▶ [REQUEST]
Return word for word the part of the data that opens with the line containing "Task: mark each instance of the shoreline" and closes with the line containing "Target: shoreline", including both of those lines, and leave the pictures out of your answer.

▶ [MATERIALS PROVIDED]
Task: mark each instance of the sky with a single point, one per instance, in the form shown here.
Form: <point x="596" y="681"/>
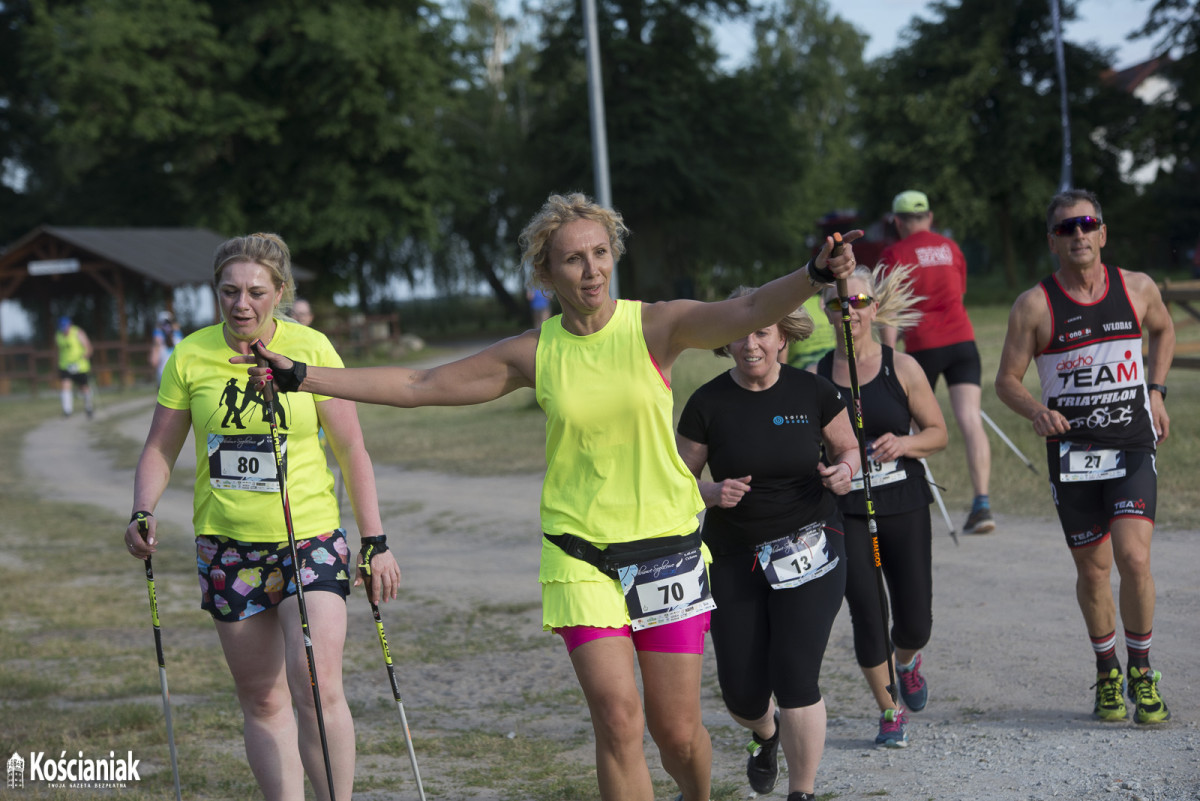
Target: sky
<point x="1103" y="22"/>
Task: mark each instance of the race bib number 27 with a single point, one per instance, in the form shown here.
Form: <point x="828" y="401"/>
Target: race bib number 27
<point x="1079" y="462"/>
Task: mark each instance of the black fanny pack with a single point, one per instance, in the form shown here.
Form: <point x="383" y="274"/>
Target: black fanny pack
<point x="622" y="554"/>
* * *
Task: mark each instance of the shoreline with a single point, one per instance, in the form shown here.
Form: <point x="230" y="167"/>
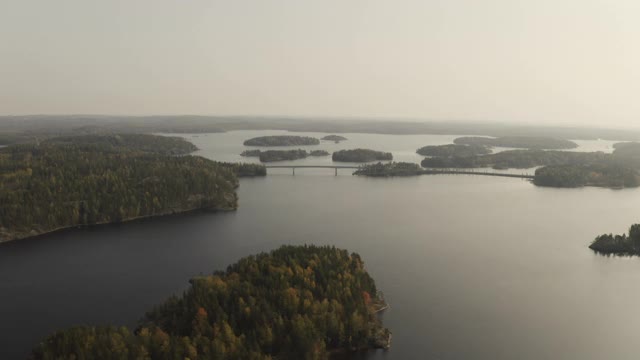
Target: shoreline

▶ [THE COMPLETED TASK]
Task: mark each instance of the shoreline with a single point, one per instance, in the form shown here.
Form: <point x="230" y="167"/>
Target: shoreline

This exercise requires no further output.